**Task goal:** Hand back each record exactly as you find it.

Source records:

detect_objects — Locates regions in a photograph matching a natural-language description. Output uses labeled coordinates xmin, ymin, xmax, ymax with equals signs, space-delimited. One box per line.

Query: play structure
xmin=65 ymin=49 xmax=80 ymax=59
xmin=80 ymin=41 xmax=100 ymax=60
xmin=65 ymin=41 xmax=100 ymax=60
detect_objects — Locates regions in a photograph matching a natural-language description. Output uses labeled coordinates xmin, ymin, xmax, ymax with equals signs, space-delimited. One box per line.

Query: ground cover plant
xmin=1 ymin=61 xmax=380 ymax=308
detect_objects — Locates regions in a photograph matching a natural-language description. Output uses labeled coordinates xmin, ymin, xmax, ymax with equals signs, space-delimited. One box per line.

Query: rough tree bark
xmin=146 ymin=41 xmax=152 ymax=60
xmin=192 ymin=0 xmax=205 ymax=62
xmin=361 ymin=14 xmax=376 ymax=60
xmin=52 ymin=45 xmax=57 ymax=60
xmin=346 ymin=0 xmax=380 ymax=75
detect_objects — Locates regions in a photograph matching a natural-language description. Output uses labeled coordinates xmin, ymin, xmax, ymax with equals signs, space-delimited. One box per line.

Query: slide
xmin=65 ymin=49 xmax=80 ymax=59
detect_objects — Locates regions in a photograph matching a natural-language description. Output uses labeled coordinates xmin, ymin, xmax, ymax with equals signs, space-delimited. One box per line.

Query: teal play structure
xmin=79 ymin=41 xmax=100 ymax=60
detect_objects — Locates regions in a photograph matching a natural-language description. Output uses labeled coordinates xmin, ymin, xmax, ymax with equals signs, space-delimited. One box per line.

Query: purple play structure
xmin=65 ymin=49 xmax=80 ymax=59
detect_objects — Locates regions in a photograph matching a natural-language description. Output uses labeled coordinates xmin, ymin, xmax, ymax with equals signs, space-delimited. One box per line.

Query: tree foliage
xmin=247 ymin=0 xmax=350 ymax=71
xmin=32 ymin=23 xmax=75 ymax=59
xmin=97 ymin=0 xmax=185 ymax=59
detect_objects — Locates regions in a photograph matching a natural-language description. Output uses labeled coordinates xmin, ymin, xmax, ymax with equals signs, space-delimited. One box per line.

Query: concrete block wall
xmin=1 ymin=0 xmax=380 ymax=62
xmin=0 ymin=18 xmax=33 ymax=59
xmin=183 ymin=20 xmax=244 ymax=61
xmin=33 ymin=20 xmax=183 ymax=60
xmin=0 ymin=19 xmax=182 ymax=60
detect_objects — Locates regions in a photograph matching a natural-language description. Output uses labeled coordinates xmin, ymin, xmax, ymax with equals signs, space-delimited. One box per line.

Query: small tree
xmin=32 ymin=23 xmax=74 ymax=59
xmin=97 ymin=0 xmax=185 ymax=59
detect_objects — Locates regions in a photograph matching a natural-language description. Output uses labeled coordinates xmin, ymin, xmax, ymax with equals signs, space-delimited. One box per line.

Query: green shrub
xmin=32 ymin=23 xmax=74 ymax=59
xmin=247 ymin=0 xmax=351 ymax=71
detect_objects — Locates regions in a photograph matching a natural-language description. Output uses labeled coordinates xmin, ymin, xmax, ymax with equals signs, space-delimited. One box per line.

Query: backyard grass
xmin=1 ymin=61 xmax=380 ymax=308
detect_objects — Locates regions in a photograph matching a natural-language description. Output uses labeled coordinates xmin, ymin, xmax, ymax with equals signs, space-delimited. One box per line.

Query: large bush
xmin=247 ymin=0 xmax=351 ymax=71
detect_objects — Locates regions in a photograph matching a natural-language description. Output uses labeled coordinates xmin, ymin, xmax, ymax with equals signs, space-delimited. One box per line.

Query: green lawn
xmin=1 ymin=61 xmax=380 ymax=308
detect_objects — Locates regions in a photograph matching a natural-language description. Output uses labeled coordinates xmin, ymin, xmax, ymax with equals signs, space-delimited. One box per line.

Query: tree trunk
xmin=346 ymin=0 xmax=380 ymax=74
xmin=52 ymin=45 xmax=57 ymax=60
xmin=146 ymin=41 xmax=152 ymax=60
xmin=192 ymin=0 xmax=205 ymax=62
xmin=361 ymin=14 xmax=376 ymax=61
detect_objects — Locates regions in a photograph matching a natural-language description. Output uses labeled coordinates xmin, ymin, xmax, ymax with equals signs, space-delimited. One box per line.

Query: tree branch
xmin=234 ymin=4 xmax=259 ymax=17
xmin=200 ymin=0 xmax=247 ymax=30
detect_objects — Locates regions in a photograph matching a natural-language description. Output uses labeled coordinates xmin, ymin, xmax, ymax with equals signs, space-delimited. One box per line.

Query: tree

**Solution for this problem:**
detect_objects — Locates regions in a photograph matching a natural-language description. Output uses labeled coordinates xmin, ymin, xmax, ymax with equals signs, space-delimited. One box per line.

Query: play structure
xmin=65 ymin=49 xmax=80 ymax=59
xmin=80 ymin=41 xmax=100 ymax=60
xmin=65 ymin=41 xmax=100 ymax=60
detect_objects — Locates regions in a photograph matching a natural-language description. Output uses labeled coordinates xmin, ymin, xmax, ymax with equals signs, space-delimited. One box per line.

Query: ground cover plant
xmin=1 ymin=61 xmax=380 ymax=308
detect_objects — Locates regions in a photograph matching a natural-language description. Output uses labeled coordinates xmin, ymin, xmax, ymax with equals signs, space-delimited. One box per line.

Query: rough tree bark
xmin=146 ymin=41 xmax=152 ymax=60
xmin=192 ymin=0 xmax=205 ymax=62
xmin=361 ymin=14 xmax=376 ymax=60
xmin=52 ymin=45 xmax=57 ymax=60
xmin=346 ymin=0 xmax=380 ymax=75
detect_objects — Locates regions in a photograph matching a natural-language description. Output uses labeled coordinates xmin, ymin, xmax, ymax with equals signs, space-delimited. One box per line.

Query: slide
xmin=65 ymin=49 xmax=80 ymax=59
detect_objects — Locates regions in a photograph matching a natural-language description. Output uses labeled coordinates xmin, ymin, xmax, ymax with equals signs, space-delimited. One box per line.

Query: teal play structure
xmin=79 ymin=41 xmax=100 ymax=60
detect_objects — Locates regions in a photograph matching a natural-language description. Output uses labeled coordinates xmin, ymin, xmax, ymax with equals signs, space-delimited. One box per line.

Query: purple play structure
xmin=65 ymin=49 xmax=80 ymax=59
detect_objects — Locates regions in a photograph matching a natural-language description. Output uses labeled coordinates xmin, ymin, xmax, ymax with equals signs, space-delimited. One box per line.

Query: tree foliage
xmin=247 ymin=0 xmax=350 ymax=71
xmin=32 ymin=23 xmax=75 ymax=59
xmin=97 ymin=0 xmax=185 ymax=59
detect_objects — Locates regions in a photograph matching a natural-language description. Output uses labeled coordinates xmin, ymin, xmax, ymax with equals signs, space-delimited. One box per line.

Query: concrete block wall
xmin=1 ymin=0 xmax=380 ymax=62
xmin=0 ymin=18 xmax=33 ymax=59
xmin=183 ymin=20 xmax=244 ymax=61
xmin=33 ymin=20 xmax=183 ymax=60
xmin=0 ymin=19 xmax=182 ymax=60
detect_objects — Locates regions in a photograph matching a natural-language description. Output uses labeled coordinates xmin, ymin, xmax, ymax with equals signs, space-delimited. One box per line.

Query: small tree
xmin=32 ymin=23 xmax=74 ymax=59
xmin=97 ymin=0 xmax=185 ymax=59
detect_objects — Locates regions in a photograph matching a natural-language description. Output uses labeled coordinates xmin, ymin, xmax, ymax with equals signs, space-delimited. One box per line.

Query: green shrub
xmin=32 ymin=23 xmax=74 ymax=59
xmin=247 ymin=0 xmax=351 ymax=71
detect_objects — Locates regions in a photograph matching a natural-language description. Output uses labeled coordinates xmin, ymin, xmax, ymax with equals signs, space-delimited. One box per line.

Query: backyard grass
xmin=1 ymin=61 xmax=380 ymax=308
detect_objects — Locates regions in a photograph matching a natural-language description. Output uses labeled coordinates xmin, ymin, xmax, ymax with equals signs, space-delimited. One box per line.

Query: large bush
xmin=247 ymin=0 xmax=351 ymax=71
detect_objects — Locates regions in a photograph matching a natural-language description. Output uses labeled coordinates xmin, ymin, xmax, ymax with equals signs, space-delimited. One box per line.

Query: green lawn
xmin=1 ymin=61 xmax=380 ymax=308
detect_objects — Locates regions in a photograph matching a natural-language description. Output uses labeled coordinates xmin, ymin, xmax, ymax with equals signs, space-delimited. One box per line.

Query: tree trunk
xmin=346 ymin=0 xmax=380 ymax=74
xmin=52 ymin=45 xmax=57 ymax=60
xmin=146 ymin=41 xmax=152 ymax=60
xmin=192 ymin=0 xmax=205 ymax=62
xmin=361 ymin=14 xmax=376 ymax=61
detect_objects — Locates regions in a photograph matching a natural-language description. Output uses labeled coordinates xmin, ymin, xmax, ymax with equals signs, space-delimited. One box per line.

Query: tree branch
xmin=234 ymin=4 xmax=259 ymax=17
xmin=200 ymin=0 xmax=247 ymax=30
detect_objects — Locates regions in a photograph matching a natural-language description. Output uses labeled coordinates xmin, ymin, xmax, ymax with equals signs, space-delimited. One box per line.

Query: tree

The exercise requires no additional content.